### Text segment
4. Should requests for reports follow a sequential process whereby dealers and custodians would be asked to report initially followed, where appropriate, by a more targeted follow-up as to specific customers? For example, an initial report indicates that custodian A has 75 percent of an issue. A subsequent request is made only to the custodian's customers to determine if any of them have large positions.
5. Is there a need for the reports to be filed using a standardized format? If so, should they be made in machine readable form?
6. Is there a reason for the Secretary to specify that reports would be submitted to parties other than the FRBNY?
7. Should a request for reports on a specific security be: (i) a one-time request (snapshot as of a given date); (ii) an initial report with a continuing obligation to report subsequent significant changes until further notice; or (iii) an individually specified request (that is, report on any large positions in a specific security for the next six business days)?
8. Should there be a responsibility for a broker/dealer to report the name of any customer whose trading activity in the specific security may indicate that the customer could be a holder of a large position even if the customer does not hold such a position at the broker/dealer?

### Record extracts
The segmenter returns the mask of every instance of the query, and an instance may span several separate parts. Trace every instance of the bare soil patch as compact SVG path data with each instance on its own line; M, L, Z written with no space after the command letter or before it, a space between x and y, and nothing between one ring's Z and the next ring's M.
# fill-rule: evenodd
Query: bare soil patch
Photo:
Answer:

---

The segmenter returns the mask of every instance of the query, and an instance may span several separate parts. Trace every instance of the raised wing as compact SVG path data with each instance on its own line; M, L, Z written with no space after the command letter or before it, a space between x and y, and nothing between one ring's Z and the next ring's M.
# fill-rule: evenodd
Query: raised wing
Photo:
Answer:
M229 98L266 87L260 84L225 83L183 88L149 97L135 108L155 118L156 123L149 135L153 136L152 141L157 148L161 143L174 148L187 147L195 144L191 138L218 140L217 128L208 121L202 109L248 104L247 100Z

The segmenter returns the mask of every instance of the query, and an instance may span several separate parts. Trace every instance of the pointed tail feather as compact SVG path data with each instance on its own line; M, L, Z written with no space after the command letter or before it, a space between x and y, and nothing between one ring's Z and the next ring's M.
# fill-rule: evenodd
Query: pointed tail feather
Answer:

* * *

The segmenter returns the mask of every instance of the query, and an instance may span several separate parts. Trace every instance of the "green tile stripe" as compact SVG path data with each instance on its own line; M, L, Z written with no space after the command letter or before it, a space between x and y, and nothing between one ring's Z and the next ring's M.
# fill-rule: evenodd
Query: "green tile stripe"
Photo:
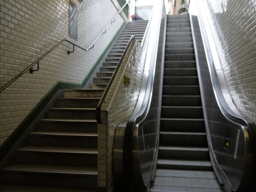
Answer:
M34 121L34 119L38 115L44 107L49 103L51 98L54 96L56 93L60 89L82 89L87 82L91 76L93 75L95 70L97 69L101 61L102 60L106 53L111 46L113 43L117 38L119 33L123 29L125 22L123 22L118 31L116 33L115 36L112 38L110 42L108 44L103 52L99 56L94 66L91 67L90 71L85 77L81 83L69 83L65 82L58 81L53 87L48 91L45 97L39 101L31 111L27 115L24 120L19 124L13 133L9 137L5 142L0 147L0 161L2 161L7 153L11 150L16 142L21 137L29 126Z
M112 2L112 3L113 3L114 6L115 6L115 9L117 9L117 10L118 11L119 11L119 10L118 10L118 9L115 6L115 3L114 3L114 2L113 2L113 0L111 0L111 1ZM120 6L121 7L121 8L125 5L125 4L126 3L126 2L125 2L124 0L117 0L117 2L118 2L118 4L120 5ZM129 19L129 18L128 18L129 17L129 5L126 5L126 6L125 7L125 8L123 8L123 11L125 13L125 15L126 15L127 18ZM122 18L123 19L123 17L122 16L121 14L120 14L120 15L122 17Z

### Required task A
In the questions on reporting large securities positions, what share of an issue does custodian A hold in the example?
### Required task B
Copy the entries verbatim, beginning at the line that contains "of the raised" and stopping after the line that contains "M229 98L266 87L260".

### Task result A
75 percent

### Task result B
The segmenter returns the mask of every instance of the query, and an instance may span several separate parts. Trace every instance of the raised wing as compact SVG path data with each instance on its own line; M, L, Z written with no space after the command letter or before it, a space between x and y, and nothing between one ring's Z and the next ring's M.
# fill-rule: evenodd
Query: raised wing
Photo:
Answer:
M229 98L266 87L260 84L225 83L183 88L149 97L135 108L155 118L156 123L149 135L153 136L152 141L157 148L161 143L174 148L187 147L195 144L191 138L218 140L217 128L208 121L202 109L248 104L247 100Z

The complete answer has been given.